PAGE EXCERPT:
ANDERSON LAND & LIVESTOCK COMPANY, a/k/a Anderson Land and
Livestock International and Anderson Land and Livestock,
Stanley E. Anderson; Don Rose, Don Rose d/b/a Sac River
Ranch, Don Rose d/b/a Rose Cattle Company; Elizabeth Daley
Anderson; Stanley E. Anderson and Elizabeth Daley Anderson,
alleged statutory trustees of Anderson Land and Livestock
Company, Inc., Appellants.

No. 86-1924.

United States Court of Appeals,
Eighth Circuit.

Submitted April 13, 1987.
Decided Sept. 4, 1987.
Rehearing Denied Oct. 29, 1987.

John G. Newberry, Springfield, Mo., for appellants.

Richard I. Fine, Los Angeles, Cal., for appellee.

Before ROSS, Circuit Judge, HENLEY, Senior Circuit Judge, and JOHN R. GIBSON, Circuit Judge.

JOHN R. GIBSON, Circuit Judge.

1

Stanley and Elizabeth Anderson appeal from a jury verdict in favor of Sunkyong International's claim against them for breach of contract. The dispute between Sunkyong and the Andersons arose from an agreement to deliver a number of cattle to Sunkyong for shipment to South Korea. The Andersons contend that the district court1 erred in 1) submitting the question of Elizabeth Anderson's liability on the contract to the jury because Sunkyong did not show her to be a partner or joint venturer with Stanley Anderson; 2) submitting Sunkyong's contract claim to the jury because the contract was conditioned on an "illusory provision," acceptance of the subject cattle by inspectors for a third party; 3) directing a verdict against the Andersons as statutory trustees of Anderson Land & Livestock Co., a forfeited corporation, because the corporation had never been properly served with process and was not before the district court; and 4) admitting certain evidence. We affirm the judgment of the district court in all respects.

PROBLEMS TO WORK ON:
1) According to the opinion excerpt, why do the Andersons argue that the district court erred in directing a verdict against them as statutory trustees of Anderson Land & Livestock Co.?
2) In the opinion excerpt, rewrite the passage from "Decided Sept. 4, 1987." to "Cal., for appellee.", swapping "Los Angeles" for "San Diego".

EXCERPTED RECORDS:
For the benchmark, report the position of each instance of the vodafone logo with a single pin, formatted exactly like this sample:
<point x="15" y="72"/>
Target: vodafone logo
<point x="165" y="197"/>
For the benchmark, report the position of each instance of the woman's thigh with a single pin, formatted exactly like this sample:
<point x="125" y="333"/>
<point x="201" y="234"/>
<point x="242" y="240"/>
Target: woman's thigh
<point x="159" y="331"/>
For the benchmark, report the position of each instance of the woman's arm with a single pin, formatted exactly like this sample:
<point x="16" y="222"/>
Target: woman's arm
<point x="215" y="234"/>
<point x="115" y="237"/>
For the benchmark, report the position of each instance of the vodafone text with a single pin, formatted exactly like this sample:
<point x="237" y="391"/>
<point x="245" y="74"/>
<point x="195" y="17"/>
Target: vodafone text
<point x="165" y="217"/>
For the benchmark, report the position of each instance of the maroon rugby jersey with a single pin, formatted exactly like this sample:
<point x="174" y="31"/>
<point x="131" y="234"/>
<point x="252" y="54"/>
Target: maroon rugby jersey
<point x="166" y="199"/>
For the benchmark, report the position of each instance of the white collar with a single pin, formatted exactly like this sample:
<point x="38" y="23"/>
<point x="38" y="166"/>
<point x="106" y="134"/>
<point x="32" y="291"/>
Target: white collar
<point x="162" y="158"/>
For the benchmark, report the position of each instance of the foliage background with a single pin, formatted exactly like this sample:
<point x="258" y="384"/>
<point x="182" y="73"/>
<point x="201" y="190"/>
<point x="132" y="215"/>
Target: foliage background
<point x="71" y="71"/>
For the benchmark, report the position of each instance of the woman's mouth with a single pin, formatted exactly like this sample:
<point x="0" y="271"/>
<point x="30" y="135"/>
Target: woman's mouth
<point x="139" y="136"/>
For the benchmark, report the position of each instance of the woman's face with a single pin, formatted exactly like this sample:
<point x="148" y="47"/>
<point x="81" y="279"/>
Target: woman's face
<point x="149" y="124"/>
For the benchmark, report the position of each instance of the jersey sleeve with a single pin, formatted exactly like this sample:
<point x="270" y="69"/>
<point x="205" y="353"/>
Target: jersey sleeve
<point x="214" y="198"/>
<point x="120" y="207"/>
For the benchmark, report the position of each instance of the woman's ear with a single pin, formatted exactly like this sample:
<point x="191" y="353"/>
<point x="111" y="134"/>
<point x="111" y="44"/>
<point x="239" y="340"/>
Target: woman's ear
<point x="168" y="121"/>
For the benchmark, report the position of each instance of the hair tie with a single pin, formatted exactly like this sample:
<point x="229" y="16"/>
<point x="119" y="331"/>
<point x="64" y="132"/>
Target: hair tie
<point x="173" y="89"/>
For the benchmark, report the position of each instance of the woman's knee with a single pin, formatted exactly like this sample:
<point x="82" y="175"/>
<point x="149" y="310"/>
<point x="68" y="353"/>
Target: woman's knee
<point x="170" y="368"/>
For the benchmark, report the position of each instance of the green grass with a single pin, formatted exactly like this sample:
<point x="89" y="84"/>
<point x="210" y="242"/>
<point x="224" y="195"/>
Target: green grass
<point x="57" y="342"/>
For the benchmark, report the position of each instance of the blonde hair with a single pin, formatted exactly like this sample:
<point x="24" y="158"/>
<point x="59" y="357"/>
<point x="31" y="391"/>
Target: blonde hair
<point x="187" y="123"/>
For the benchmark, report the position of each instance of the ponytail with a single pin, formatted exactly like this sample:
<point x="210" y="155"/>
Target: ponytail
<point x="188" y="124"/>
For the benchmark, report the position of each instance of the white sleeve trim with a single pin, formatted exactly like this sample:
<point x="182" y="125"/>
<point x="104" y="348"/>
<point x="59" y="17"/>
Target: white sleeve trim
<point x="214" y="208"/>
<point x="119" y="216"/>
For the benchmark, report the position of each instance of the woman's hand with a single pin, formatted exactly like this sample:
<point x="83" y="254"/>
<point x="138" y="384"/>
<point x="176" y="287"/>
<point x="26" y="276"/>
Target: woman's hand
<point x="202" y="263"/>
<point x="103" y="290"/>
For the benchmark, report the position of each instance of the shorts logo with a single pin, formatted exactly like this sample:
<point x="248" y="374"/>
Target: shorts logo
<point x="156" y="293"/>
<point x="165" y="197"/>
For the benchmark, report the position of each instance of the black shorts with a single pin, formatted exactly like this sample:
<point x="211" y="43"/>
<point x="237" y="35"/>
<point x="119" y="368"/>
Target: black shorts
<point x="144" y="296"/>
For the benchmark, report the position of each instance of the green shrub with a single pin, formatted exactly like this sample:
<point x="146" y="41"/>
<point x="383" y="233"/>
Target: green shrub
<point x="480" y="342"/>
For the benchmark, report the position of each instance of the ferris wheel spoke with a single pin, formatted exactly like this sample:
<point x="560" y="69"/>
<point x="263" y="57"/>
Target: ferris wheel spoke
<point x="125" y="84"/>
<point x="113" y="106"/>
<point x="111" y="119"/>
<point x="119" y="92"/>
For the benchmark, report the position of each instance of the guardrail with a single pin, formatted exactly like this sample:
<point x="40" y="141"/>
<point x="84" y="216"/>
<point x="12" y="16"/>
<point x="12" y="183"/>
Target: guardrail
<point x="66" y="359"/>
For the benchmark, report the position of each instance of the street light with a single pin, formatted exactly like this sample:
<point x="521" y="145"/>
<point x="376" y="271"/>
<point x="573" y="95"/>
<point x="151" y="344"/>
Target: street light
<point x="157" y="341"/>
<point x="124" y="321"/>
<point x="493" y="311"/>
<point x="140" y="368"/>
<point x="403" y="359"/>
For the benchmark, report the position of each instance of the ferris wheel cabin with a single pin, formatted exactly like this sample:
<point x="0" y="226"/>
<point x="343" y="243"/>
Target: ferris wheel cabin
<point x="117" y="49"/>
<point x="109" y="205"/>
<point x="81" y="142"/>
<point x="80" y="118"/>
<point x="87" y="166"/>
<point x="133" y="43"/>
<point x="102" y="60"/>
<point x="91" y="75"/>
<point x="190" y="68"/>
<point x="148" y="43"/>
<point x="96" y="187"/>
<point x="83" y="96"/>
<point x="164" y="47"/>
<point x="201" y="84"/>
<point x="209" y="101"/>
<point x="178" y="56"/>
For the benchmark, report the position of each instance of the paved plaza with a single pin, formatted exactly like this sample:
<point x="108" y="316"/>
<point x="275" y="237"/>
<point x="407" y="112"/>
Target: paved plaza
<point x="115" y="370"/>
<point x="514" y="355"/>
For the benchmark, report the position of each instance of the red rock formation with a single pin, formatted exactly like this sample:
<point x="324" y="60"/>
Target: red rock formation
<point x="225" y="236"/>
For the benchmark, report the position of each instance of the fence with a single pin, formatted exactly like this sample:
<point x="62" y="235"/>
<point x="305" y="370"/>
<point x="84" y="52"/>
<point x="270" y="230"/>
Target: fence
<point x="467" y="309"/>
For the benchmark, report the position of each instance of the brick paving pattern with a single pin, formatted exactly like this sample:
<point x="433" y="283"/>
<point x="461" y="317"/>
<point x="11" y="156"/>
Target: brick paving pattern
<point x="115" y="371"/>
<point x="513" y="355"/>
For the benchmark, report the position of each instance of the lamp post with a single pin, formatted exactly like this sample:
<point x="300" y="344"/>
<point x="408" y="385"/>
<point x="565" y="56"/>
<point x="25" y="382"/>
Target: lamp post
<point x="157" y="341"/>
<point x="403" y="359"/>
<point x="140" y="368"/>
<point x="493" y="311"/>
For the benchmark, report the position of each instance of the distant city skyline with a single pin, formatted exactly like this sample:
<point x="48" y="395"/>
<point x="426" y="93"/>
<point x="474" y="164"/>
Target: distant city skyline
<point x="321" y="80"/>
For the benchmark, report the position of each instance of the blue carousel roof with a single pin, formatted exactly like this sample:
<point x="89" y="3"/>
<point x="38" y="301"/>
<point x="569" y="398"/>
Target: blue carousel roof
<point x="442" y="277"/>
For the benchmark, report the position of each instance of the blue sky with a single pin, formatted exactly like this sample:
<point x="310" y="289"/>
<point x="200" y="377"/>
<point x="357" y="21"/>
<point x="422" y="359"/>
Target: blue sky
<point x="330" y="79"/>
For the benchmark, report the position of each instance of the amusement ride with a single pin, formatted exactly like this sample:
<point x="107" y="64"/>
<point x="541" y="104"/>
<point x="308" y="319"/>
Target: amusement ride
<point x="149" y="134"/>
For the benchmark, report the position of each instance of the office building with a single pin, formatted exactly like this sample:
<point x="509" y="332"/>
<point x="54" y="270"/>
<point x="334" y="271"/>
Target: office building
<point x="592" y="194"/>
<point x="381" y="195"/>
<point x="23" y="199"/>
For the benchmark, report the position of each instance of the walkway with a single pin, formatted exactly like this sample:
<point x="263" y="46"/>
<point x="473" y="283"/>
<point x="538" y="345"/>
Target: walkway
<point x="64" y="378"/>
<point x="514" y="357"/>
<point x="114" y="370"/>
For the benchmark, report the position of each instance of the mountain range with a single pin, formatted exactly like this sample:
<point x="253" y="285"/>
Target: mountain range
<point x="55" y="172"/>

SOLUTIONS BELOW:
1) They argue that the corporation, which had been forfeited, was never properly served with process. As a result, it was not before the district court.

2)
Decided Sept. 4, 1987.
Rehearing Denied Oct. 29, 1987.

John G. Newberry, Springfield, Mo., for appellants.

Richard I. Fine, San Diego, Cal., for appellee.